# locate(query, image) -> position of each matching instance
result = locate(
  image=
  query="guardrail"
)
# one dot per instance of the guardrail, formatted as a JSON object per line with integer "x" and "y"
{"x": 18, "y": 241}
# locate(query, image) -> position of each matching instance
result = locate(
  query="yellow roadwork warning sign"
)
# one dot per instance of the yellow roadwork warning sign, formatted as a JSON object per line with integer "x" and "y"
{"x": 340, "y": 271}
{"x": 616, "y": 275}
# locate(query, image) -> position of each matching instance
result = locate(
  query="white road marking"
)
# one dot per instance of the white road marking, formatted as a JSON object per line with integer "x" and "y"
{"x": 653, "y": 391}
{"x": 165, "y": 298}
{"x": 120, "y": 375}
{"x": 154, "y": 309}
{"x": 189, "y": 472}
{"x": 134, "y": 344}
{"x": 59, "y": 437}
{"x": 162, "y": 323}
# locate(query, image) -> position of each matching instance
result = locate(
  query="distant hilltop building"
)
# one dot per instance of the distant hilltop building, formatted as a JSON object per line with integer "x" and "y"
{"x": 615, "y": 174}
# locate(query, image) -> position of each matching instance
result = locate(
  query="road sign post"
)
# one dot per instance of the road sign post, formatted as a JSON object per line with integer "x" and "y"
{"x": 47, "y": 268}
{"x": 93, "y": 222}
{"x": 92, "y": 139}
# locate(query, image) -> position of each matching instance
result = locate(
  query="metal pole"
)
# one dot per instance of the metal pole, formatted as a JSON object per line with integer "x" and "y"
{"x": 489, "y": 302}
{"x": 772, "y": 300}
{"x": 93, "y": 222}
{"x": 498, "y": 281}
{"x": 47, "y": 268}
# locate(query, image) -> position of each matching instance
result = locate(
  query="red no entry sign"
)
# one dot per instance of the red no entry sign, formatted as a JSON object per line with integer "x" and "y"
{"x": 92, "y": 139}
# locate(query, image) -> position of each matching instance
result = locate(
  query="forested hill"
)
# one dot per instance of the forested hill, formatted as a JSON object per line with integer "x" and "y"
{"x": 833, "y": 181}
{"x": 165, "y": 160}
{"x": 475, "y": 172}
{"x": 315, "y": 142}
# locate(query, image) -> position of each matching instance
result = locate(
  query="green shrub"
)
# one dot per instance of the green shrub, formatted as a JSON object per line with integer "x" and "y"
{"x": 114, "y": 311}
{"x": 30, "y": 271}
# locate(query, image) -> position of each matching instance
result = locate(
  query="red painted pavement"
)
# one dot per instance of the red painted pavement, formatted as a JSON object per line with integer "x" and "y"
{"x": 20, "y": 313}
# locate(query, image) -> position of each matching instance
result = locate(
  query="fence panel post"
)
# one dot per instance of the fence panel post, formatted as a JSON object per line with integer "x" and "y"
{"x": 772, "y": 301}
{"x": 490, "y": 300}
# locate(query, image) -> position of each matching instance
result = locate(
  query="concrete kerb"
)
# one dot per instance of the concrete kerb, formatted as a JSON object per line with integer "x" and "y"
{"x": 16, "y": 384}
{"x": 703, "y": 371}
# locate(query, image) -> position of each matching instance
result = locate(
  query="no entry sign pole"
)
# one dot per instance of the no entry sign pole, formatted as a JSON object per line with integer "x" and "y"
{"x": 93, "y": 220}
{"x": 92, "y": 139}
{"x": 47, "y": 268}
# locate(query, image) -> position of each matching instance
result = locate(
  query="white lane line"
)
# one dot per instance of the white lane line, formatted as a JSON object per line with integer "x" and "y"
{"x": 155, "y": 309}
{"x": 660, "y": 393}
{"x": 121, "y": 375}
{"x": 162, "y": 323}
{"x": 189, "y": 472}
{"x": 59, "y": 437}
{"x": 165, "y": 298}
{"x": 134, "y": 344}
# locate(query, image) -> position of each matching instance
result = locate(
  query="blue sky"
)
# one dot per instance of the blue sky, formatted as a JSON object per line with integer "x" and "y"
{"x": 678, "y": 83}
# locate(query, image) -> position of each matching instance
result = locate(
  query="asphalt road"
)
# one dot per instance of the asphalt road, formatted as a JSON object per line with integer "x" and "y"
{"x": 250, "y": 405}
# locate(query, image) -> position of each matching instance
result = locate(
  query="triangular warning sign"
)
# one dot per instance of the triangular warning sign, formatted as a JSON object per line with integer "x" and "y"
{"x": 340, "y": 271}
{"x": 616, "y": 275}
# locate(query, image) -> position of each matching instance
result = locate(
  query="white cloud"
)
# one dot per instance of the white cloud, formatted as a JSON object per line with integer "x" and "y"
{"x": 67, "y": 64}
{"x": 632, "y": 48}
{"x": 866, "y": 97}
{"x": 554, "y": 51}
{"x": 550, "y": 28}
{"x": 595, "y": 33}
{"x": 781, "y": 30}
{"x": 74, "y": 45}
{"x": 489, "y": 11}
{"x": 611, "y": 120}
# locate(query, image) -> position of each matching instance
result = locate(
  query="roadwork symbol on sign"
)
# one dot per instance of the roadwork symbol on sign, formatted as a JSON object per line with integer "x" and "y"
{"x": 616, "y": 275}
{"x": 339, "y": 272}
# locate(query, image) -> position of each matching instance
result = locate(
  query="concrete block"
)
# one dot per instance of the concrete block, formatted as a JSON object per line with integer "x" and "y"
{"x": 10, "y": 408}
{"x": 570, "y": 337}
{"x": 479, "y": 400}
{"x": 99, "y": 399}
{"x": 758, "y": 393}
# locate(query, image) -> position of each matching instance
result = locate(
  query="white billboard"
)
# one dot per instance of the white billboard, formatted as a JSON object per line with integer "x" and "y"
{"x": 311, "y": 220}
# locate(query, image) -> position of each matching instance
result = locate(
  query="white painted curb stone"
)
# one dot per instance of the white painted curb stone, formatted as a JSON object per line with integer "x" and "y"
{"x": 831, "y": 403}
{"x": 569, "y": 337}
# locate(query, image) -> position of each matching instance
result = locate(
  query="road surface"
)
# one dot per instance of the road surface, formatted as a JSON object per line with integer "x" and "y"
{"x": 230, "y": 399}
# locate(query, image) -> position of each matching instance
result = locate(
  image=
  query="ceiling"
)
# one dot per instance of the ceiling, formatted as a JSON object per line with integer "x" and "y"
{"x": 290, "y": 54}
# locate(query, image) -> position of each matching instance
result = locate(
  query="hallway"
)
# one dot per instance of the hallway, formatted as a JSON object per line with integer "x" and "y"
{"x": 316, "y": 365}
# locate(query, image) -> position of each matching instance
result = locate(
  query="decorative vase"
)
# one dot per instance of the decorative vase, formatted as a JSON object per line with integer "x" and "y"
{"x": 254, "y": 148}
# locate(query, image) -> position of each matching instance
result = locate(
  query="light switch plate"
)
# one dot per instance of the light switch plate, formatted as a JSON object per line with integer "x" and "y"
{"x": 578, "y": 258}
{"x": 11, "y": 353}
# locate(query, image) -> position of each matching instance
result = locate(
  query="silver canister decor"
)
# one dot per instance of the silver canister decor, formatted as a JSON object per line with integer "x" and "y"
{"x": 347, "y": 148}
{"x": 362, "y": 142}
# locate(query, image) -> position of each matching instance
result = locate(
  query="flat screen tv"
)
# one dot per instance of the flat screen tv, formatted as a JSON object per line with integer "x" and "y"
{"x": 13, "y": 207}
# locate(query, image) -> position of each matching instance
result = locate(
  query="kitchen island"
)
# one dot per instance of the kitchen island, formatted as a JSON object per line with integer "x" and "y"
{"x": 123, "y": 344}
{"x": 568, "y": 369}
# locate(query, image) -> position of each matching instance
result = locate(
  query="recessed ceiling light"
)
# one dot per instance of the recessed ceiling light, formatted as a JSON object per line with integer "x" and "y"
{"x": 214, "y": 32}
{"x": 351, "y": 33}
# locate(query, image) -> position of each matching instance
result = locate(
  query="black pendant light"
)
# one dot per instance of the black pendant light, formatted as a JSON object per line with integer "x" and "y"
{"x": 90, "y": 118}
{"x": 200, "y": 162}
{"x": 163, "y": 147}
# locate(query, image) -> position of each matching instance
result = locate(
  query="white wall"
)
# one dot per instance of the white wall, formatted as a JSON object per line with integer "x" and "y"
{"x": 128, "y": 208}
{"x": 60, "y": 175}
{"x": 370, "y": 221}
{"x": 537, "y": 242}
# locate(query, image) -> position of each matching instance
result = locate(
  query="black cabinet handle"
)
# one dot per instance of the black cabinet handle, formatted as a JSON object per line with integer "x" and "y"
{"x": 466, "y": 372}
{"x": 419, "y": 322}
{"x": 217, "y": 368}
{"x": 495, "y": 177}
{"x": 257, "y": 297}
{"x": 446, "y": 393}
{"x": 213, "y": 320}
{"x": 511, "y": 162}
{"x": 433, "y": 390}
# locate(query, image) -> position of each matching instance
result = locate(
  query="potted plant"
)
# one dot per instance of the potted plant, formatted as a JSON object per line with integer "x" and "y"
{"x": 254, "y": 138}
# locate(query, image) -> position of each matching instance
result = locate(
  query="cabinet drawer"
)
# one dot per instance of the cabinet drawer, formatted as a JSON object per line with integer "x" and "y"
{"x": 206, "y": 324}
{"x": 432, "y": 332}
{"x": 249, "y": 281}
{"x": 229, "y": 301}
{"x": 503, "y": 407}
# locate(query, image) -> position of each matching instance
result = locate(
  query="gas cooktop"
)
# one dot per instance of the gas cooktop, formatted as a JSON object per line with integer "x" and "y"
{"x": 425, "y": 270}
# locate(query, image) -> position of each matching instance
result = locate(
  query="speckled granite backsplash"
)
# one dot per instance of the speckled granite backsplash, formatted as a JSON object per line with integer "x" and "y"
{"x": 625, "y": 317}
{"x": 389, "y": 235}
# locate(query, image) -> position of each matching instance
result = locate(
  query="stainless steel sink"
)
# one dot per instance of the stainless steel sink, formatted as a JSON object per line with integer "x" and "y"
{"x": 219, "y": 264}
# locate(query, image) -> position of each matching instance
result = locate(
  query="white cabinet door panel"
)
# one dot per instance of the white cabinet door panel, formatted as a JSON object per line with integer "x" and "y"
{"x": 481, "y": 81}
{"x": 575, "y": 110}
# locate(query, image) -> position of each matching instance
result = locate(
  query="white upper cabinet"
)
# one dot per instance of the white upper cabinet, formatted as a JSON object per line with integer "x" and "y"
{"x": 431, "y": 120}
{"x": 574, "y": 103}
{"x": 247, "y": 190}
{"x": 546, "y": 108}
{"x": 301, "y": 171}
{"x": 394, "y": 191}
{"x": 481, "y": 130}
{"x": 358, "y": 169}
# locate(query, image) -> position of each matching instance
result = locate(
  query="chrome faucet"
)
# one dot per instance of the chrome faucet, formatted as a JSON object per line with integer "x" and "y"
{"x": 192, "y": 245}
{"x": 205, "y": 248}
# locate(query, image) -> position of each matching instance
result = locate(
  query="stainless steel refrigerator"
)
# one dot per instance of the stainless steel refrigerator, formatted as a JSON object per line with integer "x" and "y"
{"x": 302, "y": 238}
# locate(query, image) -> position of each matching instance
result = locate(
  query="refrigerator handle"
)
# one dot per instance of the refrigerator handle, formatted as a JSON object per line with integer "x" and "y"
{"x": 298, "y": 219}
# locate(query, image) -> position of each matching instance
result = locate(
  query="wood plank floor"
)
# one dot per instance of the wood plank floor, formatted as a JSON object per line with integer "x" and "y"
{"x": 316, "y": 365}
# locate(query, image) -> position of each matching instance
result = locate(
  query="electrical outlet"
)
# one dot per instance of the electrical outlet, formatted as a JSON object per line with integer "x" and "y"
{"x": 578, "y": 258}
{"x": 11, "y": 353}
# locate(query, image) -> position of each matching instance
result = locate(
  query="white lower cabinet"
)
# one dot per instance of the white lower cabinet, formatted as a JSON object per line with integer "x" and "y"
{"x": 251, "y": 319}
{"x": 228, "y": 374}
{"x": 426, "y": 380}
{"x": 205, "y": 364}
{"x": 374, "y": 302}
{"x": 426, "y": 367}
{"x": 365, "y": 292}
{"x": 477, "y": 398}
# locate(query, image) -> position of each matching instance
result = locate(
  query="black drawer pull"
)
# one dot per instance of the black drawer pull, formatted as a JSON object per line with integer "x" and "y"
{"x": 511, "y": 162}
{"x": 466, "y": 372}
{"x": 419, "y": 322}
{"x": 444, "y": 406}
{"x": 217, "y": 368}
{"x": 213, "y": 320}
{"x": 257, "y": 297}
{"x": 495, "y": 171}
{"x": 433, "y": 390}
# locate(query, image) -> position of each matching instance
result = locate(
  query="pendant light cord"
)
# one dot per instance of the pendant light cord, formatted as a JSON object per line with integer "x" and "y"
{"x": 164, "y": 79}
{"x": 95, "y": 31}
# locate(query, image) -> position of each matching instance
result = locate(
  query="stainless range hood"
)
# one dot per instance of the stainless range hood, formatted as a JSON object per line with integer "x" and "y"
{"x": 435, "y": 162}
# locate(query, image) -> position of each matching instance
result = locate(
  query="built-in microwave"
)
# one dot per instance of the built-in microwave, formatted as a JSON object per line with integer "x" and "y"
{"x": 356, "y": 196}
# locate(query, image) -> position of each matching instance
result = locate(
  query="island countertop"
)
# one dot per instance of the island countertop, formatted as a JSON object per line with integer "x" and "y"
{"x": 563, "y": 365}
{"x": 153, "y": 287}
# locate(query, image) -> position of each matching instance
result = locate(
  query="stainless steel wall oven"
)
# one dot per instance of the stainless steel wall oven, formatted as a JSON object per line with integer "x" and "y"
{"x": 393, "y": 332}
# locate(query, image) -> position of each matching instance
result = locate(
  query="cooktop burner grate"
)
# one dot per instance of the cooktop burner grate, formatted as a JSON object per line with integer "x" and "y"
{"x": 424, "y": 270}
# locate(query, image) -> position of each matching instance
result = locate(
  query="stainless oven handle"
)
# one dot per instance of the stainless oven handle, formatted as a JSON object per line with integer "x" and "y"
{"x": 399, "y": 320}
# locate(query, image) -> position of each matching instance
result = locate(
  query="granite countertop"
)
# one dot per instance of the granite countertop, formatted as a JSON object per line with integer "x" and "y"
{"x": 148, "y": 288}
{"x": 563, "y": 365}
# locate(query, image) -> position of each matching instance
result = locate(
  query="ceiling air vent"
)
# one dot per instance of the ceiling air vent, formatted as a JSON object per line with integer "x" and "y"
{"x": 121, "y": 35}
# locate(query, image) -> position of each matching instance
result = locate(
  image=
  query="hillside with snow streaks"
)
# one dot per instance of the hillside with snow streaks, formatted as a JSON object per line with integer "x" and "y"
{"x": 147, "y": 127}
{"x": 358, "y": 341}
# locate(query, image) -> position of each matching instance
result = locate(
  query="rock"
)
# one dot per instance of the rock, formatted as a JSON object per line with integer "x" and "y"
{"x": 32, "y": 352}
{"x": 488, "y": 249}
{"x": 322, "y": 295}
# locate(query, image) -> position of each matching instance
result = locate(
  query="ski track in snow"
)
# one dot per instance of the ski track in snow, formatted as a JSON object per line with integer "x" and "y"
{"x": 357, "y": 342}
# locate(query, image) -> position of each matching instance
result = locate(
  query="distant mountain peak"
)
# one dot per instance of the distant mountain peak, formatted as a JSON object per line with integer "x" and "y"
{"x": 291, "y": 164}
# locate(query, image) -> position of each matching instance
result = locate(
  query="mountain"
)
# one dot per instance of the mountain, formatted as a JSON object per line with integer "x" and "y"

**Aim of the task:**
Count the lines in the records above that contain the word "drawer", and reply with only that number.

**Response for this exercise:**
4